* [Problems to solve]:
**a)** In the milkweed forum thread below, what does the bird taxidermist say gives the same result as milkweed?
**b)** List the usernames of everyone who posts in the milkweed forum thread below.

* [Source passage]:
================

# The secret milk weed!



## hoghunter011583 (Jul 21, 2008)

So, I have been reading a site about advanced deer tactics and they said the powder wind detection stuff is junk. The guy recommends milk weed. It is a little like dandelions but WAY lighter.

Well, I was out jogging yesterday and noticed a milk week plant and took the pod home.
The wind was blowing southeast and I assumed the seed would drift off in that direction. 
I opened it up and sent a fluff in the air, it drifted southeast until the hot air rising off my shed roof was evidently causing a vacuum and once that seed got about 10 feet from my shed it went straight up over the shed, never to be seen again!! 

You guys have to try this stuff it will make you look at your scent trail so much differently! Plus it is a great fire starter!!


----------



## torowy (Jun 19, 2008)

the fluffy little parachute seeds?


----------



## hoghunter011583 (Jul 21, 2008)

Yeah, It will show you just what the thermals are doing. I was standing on a small hill this morning and had the wind in my back. Let the mild weed lose and it went behind me which would seem to be into the wind, then it traveled up to about head level and went in front of me and then sailed straight up. The rising thermal took it way up till I lost sight uf it. So, I could have hunted that spot even though I thought the wind was at me back!! Pretty excited about this stuff!!


----------



## TEX-O-BOB (Sep 12, 2007)

I'm a bird taxidermist and have access to endless supplys of feathers. A little tuft of goose or swan down gives you the same result. Good stuff man.

Until now I'd never heard of the milkweed thing... Pretty cool. I'll bet it's what the ****** used to use!

Woodsmanship folks! These guys get it...;-)


----------



## Longgun (Sep 7, 2007)

TEX-O-BOB said:


> Until now I'd never heard of the milkweed thing... Pretty cool. I'll bet it's what the ****** used to use!
> 
> Woodsmanship folks! These guys get it...;-)


Not much of a stick flicker, as im more of a smoke and powder kinda guy buuuuut.... i knew that.


----------



## hoghunter011583 (Jul 21, 2008)

TEX-O-BOB said:


> I'm a bird taxidermist and have access to endless supplys of feathers. A little tuft of goose or swan down gives you the same result. Good stuff man.

================

* [Information shown]:
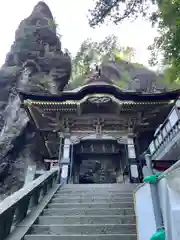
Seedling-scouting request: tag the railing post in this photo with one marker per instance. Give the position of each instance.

================

* [Answers per task]:
**a)** A little tuft of goose or swan down.

**b)** hoghunter011583, torowy, TEX-O-BOB, Longgun